_RECORDS SHOWN_
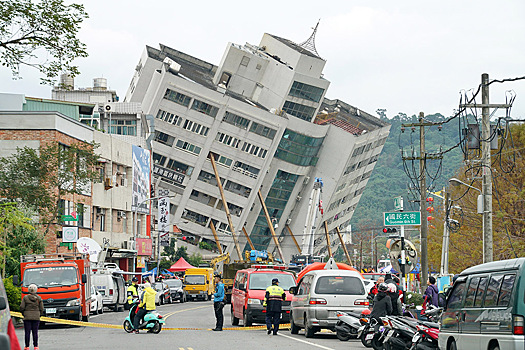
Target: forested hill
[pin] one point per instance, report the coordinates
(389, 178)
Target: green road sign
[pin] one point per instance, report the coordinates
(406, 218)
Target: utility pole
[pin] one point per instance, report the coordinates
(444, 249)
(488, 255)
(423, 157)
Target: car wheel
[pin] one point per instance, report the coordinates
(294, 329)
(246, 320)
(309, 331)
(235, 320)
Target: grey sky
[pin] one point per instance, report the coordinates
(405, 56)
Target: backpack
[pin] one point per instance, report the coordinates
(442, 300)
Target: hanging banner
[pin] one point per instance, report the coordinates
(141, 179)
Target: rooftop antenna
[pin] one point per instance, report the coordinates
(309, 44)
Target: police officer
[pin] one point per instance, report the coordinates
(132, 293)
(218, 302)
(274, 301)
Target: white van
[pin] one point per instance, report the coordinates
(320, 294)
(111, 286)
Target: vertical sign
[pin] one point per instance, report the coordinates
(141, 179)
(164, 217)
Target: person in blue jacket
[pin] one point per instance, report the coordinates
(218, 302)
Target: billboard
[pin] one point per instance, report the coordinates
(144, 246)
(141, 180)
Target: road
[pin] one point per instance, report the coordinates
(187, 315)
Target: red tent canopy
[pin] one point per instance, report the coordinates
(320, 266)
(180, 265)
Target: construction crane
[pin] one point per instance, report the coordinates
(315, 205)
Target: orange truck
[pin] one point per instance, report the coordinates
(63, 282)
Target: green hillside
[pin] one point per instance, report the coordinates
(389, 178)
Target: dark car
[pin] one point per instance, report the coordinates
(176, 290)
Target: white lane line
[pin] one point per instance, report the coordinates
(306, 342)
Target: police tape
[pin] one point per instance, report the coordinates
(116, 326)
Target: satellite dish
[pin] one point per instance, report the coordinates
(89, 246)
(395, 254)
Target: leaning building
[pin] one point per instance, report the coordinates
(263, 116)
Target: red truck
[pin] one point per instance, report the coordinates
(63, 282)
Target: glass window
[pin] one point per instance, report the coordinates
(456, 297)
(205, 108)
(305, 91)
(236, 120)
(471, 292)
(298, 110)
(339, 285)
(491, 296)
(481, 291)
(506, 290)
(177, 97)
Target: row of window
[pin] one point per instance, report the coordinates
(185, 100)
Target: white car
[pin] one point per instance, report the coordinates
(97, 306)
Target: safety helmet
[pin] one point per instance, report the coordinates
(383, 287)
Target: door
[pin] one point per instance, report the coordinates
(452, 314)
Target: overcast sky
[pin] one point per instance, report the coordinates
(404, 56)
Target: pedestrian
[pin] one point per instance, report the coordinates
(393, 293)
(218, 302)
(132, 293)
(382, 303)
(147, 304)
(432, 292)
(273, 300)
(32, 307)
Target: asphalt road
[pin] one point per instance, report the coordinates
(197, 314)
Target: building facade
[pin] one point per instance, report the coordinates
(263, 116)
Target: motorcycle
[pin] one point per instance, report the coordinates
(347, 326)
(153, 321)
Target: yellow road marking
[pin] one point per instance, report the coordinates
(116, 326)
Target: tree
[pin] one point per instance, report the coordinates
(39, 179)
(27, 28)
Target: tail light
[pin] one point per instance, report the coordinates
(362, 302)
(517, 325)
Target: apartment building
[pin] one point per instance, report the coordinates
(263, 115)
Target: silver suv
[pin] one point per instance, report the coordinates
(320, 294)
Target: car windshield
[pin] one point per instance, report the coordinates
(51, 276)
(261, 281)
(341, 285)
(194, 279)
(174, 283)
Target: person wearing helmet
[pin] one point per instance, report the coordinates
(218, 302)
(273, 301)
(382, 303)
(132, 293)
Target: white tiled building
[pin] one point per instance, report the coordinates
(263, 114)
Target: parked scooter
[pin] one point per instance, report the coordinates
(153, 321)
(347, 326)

--

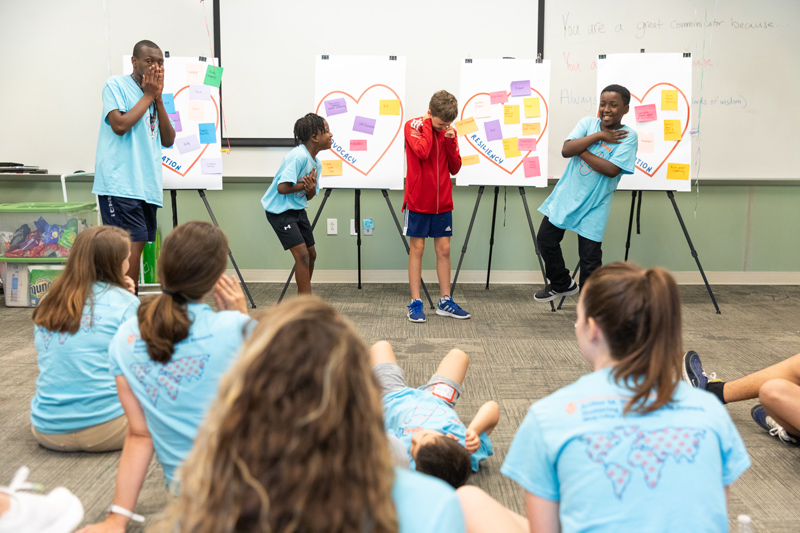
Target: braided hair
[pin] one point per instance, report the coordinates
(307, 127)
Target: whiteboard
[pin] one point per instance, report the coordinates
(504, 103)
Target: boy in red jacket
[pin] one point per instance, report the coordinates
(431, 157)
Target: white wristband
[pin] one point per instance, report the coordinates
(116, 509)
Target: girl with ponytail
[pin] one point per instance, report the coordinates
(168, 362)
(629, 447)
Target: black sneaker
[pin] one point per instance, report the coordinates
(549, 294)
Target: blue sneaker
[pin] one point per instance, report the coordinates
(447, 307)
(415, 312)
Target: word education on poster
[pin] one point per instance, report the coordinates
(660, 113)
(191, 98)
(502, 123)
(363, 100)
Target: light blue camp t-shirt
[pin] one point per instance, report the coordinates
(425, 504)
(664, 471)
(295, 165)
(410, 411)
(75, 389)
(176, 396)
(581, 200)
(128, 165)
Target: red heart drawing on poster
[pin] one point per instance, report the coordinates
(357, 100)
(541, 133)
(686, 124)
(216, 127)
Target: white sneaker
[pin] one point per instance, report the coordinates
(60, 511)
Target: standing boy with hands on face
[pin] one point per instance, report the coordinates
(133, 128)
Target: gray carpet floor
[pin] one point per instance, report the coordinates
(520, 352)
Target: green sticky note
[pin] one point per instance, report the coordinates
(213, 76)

_EXERCISE DETAILS_
From the entries above, extract every line where the word "blue" appears.

_EXERCISE RESULT_
Target: person in blue jacket
Target: blue sneaker
Target: light blue camp t-shirt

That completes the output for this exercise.